Collected data:
________________________________________
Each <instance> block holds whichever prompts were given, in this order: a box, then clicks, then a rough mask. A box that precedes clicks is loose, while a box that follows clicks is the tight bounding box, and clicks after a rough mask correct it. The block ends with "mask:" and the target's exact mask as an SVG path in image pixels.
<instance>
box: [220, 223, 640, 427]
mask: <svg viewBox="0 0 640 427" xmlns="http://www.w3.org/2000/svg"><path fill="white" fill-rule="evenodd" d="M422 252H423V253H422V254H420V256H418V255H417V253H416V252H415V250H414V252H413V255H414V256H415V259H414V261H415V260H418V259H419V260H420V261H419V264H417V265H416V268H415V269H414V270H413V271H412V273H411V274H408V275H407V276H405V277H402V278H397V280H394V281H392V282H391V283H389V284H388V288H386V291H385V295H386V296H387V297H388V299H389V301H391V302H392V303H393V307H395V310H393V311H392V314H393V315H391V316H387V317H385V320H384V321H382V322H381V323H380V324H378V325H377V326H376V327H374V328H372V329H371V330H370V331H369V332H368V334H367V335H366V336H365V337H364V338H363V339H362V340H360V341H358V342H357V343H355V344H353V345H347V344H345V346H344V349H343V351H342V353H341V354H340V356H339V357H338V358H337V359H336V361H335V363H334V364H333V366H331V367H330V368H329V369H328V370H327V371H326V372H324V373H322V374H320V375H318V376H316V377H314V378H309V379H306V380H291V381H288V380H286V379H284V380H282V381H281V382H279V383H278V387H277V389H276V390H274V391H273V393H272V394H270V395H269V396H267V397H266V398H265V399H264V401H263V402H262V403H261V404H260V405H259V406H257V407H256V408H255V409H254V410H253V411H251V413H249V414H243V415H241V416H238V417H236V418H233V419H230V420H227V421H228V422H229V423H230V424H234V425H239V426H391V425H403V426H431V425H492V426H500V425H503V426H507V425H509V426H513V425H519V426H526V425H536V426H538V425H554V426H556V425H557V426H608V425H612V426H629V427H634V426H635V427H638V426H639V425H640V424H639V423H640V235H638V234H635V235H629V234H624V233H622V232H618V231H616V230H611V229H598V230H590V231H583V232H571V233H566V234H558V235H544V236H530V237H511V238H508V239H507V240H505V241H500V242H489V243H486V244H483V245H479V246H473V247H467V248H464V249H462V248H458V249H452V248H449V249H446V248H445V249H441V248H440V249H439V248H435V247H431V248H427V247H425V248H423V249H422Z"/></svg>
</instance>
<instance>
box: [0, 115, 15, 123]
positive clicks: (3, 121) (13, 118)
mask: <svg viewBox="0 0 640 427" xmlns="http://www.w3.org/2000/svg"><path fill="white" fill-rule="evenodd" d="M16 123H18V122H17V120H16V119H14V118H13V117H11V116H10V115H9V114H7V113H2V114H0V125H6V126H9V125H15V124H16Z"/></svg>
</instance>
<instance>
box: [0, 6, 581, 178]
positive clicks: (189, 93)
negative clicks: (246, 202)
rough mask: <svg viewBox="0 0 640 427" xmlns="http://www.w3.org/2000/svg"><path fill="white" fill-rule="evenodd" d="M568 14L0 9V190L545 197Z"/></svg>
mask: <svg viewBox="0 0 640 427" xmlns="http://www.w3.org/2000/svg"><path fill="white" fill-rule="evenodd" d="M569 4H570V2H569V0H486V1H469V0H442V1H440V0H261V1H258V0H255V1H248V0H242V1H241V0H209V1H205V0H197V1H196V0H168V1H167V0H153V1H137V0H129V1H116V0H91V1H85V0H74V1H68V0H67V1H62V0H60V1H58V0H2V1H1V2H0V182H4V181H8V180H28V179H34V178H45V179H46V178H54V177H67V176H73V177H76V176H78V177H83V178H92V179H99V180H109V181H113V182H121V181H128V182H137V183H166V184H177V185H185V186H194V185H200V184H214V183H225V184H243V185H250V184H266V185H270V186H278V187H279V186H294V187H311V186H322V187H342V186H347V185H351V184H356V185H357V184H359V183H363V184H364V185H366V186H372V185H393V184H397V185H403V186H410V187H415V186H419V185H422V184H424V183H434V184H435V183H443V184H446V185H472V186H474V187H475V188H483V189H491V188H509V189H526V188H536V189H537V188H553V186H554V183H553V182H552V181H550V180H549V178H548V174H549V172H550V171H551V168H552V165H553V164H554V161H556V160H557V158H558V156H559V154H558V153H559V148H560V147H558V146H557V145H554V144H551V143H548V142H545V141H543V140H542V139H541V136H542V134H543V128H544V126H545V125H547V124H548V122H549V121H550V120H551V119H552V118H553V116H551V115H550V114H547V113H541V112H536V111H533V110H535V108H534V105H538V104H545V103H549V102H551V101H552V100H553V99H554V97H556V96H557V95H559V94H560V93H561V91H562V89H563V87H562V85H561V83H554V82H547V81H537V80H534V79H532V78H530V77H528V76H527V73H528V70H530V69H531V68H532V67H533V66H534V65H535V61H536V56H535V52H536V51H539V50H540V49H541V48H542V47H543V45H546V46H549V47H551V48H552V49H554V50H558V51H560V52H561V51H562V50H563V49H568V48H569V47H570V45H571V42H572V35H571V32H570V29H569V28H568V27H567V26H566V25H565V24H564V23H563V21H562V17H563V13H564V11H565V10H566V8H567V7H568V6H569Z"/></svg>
________________________________________
Please format all of the rows above as a numbered list, leaving out any blank lines.

1. Each <instance> block holds whichever prompts were given, in this order: a box, then clicks, then a rough mask. A box that precedes clicks is loose, while a box that follows clicks is the tight bounding box, and clicks after a rough mask correct it. The block ends with "mask:" and the target's exact mask as an SVG path in image pixels.
2. <instance>
3. box: [220, 223, 640, 427]
4. mask: <svg viewBox="0 0 640 427" xmlns="http://www.w3.org/2000/svg"><path fill="white" fill-rule="evenodd" d="M422 252H423V253H422V254H420V256H418V255H417V253H416V252H415V250H414V252H413V255H414V256H415V259H414V261H415V260H418V259H419V260H420V261H419V264H417V265H416V268H415V269H414V270H413V271H412V273H411V274H408V275H407V276H405V277H402V278H397V280H394V281H392V282H391V283H389V284H388V288H386V291H385V295H386V296H387V297H388V299H389V301H391V302H392V303H393V307H395V310H393V311H392V314H393V315H391V316H387V317H385V320H384V321H382V322H381V323H380V324H378V325H377V326H376V327H374V328H372V329H371V330H370V331H369V332H368V334H367V335H366V336H365V337H364V338H363V339H362V340H360V341H358V342H357V343H355V344H353V345H347V344H345V346H344V349H343V351H342V353H341V354H340V356H339V357H338V358H337V359H336V361H335V363H334V364H333V366H331V367H330V368H329V369H328V370H327V371H326V372H324V373H322V374H320V375H318V376H316V377H314V378H309V379H306V380H291V381H288V380H286V379H284V380H282V381H281V382H279V383H278V387H277V389H276V390H274V391H273V393H272V394H270V395H269V396H267V397H266V398H265V399H264V401H263V402H262V403H261V404H260V405H259V406H257V407H256V408H255V409H254V410H253V411H251V413H249V414H243V415H241V416H238V417H236V418H233V419H230V420H227V421H228V422H229V423H230V424H234V425H239V426H391V425H403V426H431V425H492V426H500V425H503V426H507V425H509V426H513V425H519V426H526V425H536V426H538V425H554V426H556V425H557V426H608V425H612V426H629V427H634V426H635V427H638V426H639V425H640V424H639V423H640V235H638V234H635V235H629V234H624V233H622V232H618V231H616V230H611V229H598V230H590V231H583V232H571V233H566V234H558V235H544V236H530V237H511V238H508V239H507V240H505V241H500V242H489V243H486V244H483V245H479V246H473V247H467V248H464V249H462V248H458V249H452V248H449V249H446V248H445V249H441V248H440V249H439V248H435V247H431V248H427V247H425V248H423V249H422Z"/></svg>
5. </instance>
6. <instance>
7. box: [0, 115, 15, 123]
8. positive clicks: (3, 121) (13, 118)
9. mask: <svg viewBox="0 0 640 427" xmlns="http://www.w3.org/2000/svg"><path fill="white" fill-rule="evenodd" d="M16 123H18V122H17V120H16V119H14V118H13V117H11V116H10V115H9V114H7V113H2V114H0V125H6V126H9V125H15V124H16Z"/></svg>
10. </instance>
11. <instance>
12. box: [0, 6, 581, 178]
13. positive clicks: (189, 93)
14. negative clicks: (246, 202)
15. rough mask: <svg viewBox="0 0 640 427" xmlns="http://www.w3.org/2000/svg"><path fill="white" fill-rule="evenodd" d="M568 14L0 9V190L545 197Z"/></svg>
16. mask: <svg viewBox="0 0 640 427" xmlns="http://www.w3.org/2000/svg"><path fill="white" fill-rule="evenodd" d="M569 4H570V2H569V0H486V1H469V0H442V1H440V0H261V1H258V0H255V1H248V0H242V1H241V0H209V1H205V0H197V1H196V0H168V1H167V0H153V1H137V0H129V1H116V0H91V1H85V0H74V1H68V0H67V1H62V0H60V1H58V0H2V1H1V2H0V182H4V181H8V180H28V179H34V178H45V179H46V178H54V177H67V176H73V177H76V176H78V177H83V178H92V179H99V180H109V181H113V182H121V181H128V182H137V183H166V184H177V185H185V186H194V185H200V184H214V183H225V184H243V185H250V184H266V185H270V186H278V187H279V186H294V187H311V186H322V187H342V186H347V185H351V184H356V185H357V184H359V183H363V184H364V185H366V186H372V185H393V184H397V185H403V186H410V187H415V186H419V185H422V184H424V183H434V184H435V183H443V184H446V185H472V186H474V187H475V188H483V189H491V188H509V189H526V188H536V189H537V188H553V186H554V183H553V182H552V181H550V180H549V178H548V174H549V172H550V171H551V168H552V165H553V164H554V161H556V160H557V158H558V156H559V154H558V153H559V148H560V147H558V146H557V145H554V144H551V143H548V142H545V141H543V140H542V139H541V136H542V134H543V128H544V126H545V125H547V124H548V122H549V121H550V120H551V119H552V118H553V116H551V115H550V114H547V113H541V112H536V111H533V110H535V108H534V105H538V104H545V103H549V102H551V101H552V100H553V99H554V97H556V96H557V95H559V94H560V93H561V91H562V89H563V87H562V85H561V83H554V82H547V81H537V80H534V79H532V78H530V77H528V76H527V73H528V70H530V69H531V68H532V67H533V66H534V65H535V61H536V56H535V52H536V51H539V50H540V49H541V48H542V47H543V45H546V46H549V47H551V48H552V49H554V50H558V51H560V52H561V51H562V50H563V49H568V48H569V47H570V45H571V42H572V35H571V32H570V29H569V28H568V27H567V26H566V25H565V24H564V23H563V21H562V17H563V13H564V11H565V10H566V8H567V7H568V6H569Z"/></svg>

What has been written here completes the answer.